* **TO BE DONE**: Please quote each of the records below word for word, keeping their order and line breaks.

>> BEGIN PROVIDED RECORDS

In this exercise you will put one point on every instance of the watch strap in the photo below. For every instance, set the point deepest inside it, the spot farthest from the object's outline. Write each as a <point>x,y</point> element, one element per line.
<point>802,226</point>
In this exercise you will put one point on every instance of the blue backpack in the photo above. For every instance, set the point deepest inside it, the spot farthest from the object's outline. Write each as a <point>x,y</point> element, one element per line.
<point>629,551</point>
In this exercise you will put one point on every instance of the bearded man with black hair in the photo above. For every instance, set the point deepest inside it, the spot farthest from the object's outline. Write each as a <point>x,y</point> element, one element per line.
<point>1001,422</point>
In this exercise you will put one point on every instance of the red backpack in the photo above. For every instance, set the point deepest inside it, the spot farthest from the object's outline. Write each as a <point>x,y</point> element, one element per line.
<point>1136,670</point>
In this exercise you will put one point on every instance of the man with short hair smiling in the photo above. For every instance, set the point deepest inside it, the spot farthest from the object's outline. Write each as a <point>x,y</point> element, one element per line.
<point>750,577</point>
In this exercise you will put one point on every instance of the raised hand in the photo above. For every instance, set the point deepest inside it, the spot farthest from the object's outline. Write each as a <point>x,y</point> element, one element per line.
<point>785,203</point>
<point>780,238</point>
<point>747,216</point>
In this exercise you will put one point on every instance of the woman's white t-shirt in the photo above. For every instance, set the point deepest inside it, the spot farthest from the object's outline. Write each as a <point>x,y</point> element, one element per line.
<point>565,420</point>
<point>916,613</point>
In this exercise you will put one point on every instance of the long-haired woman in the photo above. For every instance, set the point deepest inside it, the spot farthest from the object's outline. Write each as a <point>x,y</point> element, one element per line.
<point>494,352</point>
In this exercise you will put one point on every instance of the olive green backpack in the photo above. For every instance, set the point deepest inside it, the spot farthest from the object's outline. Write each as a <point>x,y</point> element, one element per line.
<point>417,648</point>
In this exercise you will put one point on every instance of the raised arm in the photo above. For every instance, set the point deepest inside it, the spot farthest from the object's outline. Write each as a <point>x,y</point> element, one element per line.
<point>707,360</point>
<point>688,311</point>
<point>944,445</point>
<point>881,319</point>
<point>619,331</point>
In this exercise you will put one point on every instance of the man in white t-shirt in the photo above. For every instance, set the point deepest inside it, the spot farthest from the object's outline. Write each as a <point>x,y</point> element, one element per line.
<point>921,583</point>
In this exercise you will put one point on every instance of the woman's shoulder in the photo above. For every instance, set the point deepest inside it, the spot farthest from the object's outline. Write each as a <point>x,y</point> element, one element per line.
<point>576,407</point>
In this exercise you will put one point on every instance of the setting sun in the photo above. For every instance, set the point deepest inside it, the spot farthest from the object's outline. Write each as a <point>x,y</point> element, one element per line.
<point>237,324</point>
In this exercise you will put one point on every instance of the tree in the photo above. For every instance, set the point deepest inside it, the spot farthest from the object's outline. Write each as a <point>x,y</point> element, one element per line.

>> END PROVIDED RECORDS

* **WRITTEN SOLUTION**:
In this exercise you will put one point on every instance of the watch strap in the photo below. For every instance, set the point deepest inside it, the spot farthest from the object's outline. Write each as a <point>x,y</point> element, one element per line.
<point>802,226</point>
In this exercise you will put one point on every instance of the blue backpack in the photo above. For every instance, set the point deepest inside it, the spot farthest from the object's outline. Write each as a <point>x,y</point> element, one element per line.
<point>629,551</point>
In this exercise you will put one point on every instance of the bearded man with black hair in the photo above. For every instance, set the point deepest inside it, the spot farthest from the object's outline. Write each as a <point>x,y</point> element, one element per line.
<point>1001,422</point>
In this exercise you will put one point on every instance of the red backpack in the photo above. For every instance, set the point deepest inside it, the spot farthest from the object's outline. Write each as a <point>x,y</point> element, one element per line.
<point>1136,670</point>
In this exercise you will put one point on every instance of the man with short hair smiling in the photo above. For every instance, set the point deepest inside it, the spot farthest from the object's outline. Write each as a <point>x,y</point> element, one element per line.
<point>750,577</point>
In this exercise you will put one point on every instance of the raised hand in the photo above. For every instance, set the point deepest inside it, the spot farthest from the object's outline. Write each as a <point>x,y</point> element, one element per line.
<point>785,203</point>
<point>780,238</point>
<point>747,216</point>
In this exercise you will put one point on every instance of the woman's white t-shirt in the photo above. For every instance, set the point deepest inside it, the spot farthest from the object's outline. Write each as a <point>x,y</point> element, one element per line.
<point>565,420</point>
<point>916,613</point>
In this exercise you will put one point on every instance of the long-haired woman in the photo above. For every instance, set the point deepest inside it, the spot farthest from the object's outline. Write each as a <point>x,y</point> element, one element per line.
<point>494,352</point>
In this exercise you will put one point on every instance of the olive green backpack in the photo above. For every instance, set the point deepest inside it, the spot farthest from the object's outline. Write each as a <point>x,y</point> element, one element per line.
<point>417,648</point>
In this exercise you will put one point on every instance of the raised arm in the photo above. For every instance, set the point deepest inside it, the spot farthest from the object's outline. Write each as a <point>x,y</point> element, one element per line.
<point>707,360</point>
<point>688,311</point>
<point>944,445</point>
<point>881,319</point>
<point>619,331</point>
In this exercise you will put one point on every instance of the man in white t-shirt in the photo above. For every instance, set the point deepest inside it, the spot farthest from the object's outline. Write each as a <point>x,y</point> element, one element per line.
<point>921,583</point>
In this exercise you will put one point on every instance of the woman's shoulder in the photo above. For every instance, set the point deepest inside it, the spot farthest from the object's outline. Write each as a <point>x,y</point> element, one element per line.
<point>576,407</point>
In this exercise you will put one point on every instance of the setting sun in the photo above. For every instance, set the point deepest inside it, the spot farthest from the object's outline. Write each as a <point>x,y</point> element, one element per line.
<point>237,324</point>
In this exercise you will put one point on every instance of the tree in the photo above. For every instance, set the point deepest inside it, the spot farthest from the object's outline. Write each as a <point>x,y</point> element, one element per line.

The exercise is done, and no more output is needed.